— Point-per-instance localization data —

○ ○ ○

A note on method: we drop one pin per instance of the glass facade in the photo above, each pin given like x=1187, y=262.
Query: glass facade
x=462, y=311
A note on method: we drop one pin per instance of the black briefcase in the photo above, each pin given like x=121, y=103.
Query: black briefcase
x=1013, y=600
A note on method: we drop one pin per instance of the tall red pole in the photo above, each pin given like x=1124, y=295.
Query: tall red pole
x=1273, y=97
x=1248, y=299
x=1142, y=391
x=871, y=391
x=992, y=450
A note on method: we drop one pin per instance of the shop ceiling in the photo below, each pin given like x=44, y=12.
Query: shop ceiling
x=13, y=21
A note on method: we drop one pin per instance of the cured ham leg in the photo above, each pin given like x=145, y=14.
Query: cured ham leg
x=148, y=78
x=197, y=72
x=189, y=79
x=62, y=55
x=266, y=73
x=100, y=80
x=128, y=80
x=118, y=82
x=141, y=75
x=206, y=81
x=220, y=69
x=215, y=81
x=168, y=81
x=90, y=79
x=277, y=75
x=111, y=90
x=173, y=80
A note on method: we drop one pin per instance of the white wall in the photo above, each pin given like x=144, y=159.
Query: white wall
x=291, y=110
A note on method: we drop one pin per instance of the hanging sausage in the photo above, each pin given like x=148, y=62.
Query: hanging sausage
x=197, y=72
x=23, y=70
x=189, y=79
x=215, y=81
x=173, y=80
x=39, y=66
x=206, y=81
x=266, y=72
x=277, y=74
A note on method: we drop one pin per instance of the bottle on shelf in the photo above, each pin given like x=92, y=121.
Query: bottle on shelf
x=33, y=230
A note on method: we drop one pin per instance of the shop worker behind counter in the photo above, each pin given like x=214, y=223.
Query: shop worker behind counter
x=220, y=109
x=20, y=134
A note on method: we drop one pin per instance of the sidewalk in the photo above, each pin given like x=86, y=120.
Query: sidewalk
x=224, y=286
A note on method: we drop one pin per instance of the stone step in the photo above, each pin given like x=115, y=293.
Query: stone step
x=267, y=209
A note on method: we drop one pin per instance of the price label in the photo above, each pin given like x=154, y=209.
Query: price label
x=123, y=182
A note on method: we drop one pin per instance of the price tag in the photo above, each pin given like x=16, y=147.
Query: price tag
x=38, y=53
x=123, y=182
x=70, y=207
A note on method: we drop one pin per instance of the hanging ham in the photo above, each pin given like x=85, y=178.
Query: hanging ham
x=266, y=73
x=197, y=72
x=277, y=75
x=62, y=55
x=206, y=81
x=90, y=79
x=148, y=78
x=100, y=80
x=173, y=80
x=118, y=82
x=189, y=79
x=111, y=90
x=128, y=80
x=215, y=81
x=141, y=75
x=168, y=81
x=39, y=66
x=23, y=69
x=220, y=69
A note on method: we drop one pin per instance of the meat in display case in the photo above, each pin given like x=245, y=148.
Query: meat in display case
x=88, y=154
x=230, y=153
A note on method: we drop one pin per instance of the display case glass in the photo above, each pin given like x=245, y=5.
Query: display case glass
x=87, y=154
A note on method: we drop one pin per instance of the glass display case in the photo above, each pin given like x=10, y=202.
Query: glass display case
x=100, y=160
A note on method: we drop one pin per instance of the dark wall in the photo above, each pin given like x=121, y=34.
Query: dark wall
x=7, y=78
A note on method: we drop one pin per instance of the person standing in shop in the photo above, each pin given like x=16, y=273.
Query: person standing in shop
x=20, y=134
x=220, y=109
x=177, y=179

○ ○ ○

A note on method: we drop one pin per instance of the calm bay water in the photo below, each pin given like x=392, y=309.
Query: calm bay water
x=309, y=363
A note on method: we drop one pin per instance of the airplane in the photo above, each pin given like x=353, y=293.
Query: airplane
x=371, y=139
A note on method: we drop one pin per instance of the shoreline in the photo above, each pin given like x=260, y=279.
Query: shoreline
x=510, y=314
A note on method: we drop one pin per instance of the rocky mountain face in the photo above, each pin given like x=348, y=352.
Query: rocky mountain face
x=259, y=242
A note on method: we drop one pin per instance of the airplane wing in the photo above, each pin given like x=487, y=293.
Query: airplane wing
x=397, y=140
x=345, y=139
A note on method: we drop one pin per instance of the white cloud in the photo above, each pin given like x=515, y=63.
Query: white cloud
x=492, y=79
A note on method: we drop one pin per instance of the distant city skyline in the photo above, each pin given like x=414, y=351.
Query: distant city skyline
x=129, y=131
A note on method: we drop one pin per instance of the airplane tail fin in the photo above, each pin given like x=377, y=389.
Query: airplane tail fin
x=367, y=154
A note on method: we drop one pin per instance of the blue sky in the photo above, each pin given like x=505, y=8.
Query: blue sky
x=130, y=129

○ ○ ○

— Task statement —
Going back to the entries above, set down exactly the lines that begin at the one with "like x=1124, y=295." and end at the one with "like x=145, y=14.", both included, and nothing else.

— Solution to the exercise —
A note on method: we drop one pin per instance of the tall red pole in the photo above, each pin given like x=1124, y=295.
Query: tall red pole
x=1273, y=97
x=1248, y=299
x=1142, y=391
x=871, y=391
x=992, y=450
A note on method: we drop one pin per instance of the shop ceiling in the photo below, each pin given like x=44, y=12.
Query: shop ceiling
x=13, y=21
A note on method: we drop one pin per instance of the cured ham leg in the photo above, each pin given like x=145, y=14.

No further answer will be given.